Goal>
In the passage about youth bulges and unrest below, pull out the stretch that begins at the words "Pakistan where a" and stops after "that drive terrorists.". Copy it word for word.

Selected passage>
·····

We have a large number of youth between 18 and 35 who are properly educated, but have nothing to do. Urban discord, more than the rural sort, afflicts diverse social classes, including the angry unemployed. The risks of instability among youth are increased when skilled members of elite classes are marginalized by a lack of opportunity.

It isn’t difficult to find contemporary parallels. The collapse of the Communist regime in the Soviet Union in the early 1990s in part to the mobilization of large numbers of discontented young men who were unable to put their technical educations to use due to party restrictions on entering the elite. And Samuel P. Huntington, Harvard professor and author of the controversial treatise on the Clash of Civilizations, has pointed to connections between tensions in the Middle East (where 65 percent of the population is under the age of 25) and the unmet expectations of skilled youth. Many Islamic countries, he argues, used their oil earnings to train and educate large numbers of young people, but with little parallel economic growth few have had the opportunity use their skills.

Pakistan where a large youth bulges, coupled with high rates of urban growth and shortages of employment opportunities, is already creating a very high risk of conflict.

The US has begun to take notice. In April 2002, in a written response to congressional questioning, the US, CIA noted that “several troublesome global trends—especially the growing demographic youth bulge in developing nations (Pakistan included) whose economic systems and political ideologies are under enormous stress—will fuel the rise of more disaffected groups willing to use violence to address their perceived grievances.” The CIA warned that current US counter-terrorist operations might not eliminate the threat of future attacks because they fail to address the underlying causes that drive terrorists.

·····

Recorded data>
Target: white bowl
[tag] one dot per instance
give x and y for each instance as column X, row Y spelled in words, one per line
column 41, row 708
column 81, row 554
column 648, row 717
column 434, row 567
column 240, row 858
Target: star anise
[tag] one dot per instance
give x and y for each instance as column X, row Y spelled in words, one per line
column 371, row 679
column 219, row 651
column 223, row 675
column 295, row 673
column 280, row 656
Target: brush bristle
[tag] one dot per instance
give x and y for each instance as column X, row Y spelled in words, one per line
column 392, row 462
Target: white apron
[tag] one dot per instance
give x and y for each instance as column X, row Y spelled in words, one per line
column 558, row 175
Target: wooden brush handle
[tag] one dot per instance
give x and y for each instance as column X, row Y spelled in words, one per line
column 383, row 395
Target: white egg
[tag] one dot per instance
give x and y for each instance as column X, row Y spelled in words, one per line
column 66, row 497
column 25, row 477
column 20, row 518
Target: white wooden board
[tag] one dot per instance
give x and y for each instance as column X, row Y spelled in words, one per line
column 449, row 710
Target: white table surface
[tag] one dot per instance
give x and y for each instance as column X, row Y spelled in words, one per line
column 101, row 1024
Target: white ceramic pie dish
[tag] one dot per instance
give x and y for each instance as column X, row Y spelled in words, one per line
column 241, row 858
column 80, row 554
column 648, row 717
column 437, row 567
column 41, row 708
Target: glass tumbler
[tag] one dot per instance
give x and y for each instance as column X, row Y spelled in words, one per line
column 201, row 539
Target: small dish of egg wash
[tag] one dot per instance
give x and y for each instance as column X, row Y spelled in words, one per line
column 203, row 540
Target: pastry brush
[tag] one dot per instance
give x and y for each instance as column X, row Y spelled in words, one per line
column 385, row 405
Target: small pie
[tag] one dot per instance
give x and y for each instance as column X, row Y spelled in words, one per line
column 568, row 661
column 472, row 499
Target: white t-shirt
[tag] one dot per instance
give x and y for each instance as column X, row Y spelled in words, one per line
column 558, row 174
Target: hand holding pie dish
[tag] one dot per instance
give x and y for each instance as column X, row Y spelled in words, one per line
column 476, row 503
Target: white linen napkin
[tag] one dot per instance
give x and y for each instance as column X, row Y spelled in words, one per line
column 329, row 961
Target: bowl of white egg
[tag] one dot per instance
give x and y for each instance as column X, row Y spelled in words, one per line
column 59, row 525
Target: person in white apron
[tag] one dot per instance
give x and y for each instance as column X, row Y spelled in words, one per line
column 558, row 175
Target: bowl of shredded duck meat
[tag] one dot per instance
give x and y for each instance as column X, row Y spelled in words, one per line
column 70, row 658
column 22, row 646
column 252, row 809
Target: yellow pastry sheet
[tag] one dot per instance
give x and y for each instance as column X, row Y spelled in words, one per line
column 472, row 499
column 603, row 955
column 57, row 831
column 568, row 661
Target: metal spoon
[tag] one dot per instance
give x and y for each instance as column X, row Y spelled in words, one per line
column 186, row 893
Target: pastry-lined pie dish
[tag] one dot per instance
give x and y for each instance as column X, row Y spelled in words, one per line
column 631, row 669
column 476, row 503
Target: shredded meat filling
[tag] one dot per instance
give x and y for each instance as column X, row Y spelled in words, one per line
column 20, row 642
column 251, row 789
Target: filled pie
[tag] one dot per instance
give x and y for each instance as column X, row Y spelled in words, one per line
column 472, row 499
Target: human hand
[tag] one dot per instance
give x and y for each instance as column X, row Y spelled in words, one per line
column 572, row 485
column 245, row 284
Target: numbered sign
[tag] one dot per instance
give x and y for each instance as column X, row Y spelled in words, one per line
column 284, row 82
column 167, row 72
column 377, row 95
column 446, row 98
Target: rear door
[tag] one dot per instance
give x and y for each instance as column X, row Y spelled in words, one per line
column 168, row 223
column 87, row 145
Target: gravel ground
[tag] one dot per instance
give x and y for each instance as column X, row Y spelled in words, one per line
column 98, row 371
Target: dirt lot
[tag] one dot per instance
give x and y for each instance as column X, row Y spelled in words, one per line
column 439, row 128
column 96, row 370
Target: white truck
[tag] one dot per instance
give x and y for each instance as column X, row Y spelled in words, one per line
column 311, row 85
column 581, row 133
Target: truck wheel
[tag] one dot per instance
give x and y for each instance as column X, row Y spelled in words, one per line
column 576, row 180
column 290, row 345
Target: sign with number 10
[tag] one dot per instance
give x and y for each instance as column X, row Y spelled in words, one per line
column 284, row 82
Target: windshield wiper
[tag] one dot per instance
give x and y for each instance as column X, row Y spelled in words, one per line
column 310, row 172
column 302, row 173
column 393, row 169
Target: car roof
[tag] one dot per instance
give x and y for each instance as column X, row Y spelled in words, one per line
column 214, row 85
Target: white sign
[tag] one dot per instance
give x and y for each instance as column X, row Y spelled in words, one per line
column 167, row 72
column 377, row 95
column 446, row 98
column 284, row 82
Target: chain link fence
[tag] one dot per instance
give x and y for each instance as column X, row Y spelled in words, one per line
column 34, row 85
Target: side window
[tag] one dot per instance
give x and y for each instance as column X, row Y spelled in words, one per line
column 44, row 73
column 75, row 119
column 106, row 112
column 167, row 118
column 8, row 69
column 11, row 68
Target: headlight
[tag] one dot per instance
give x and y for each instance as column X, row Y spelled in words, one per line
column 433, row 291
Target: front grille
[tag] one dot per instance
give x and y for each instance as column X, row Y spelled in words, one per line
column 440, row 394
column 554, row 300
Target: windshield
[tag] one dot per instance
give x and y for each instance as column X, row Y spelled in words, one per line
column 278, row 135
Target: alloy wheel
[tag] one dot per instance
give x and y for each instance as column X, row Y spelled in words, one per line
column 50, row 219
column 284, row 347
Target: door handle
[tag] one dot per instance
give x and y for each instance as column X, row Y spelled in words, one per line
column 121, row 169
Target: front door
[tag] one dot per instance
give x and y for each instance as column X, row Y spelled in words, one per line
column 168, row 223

·····

Task result>
Pakistan where a large youth bulges, coupled with high rates of urban growth and shortages of employment opportunities, is already creating a very high risk of conflict.

The US has begun to take notice. In April 2002, in a written response to congressional questioning, the US, CIA noted that “several troublesome global trends—especially the growing demographic youth bulge in developing nations (Pakistan included) whose economic systems and political ideologies are under enormous stress—will fuel the rise of more disaffected groups willing to use violence to address their perceived grievances.” The CIA warned that current US counter-terrorist operations might not eliminate the threat of future attacks because they fail to address the underlying causes that drive terrorists.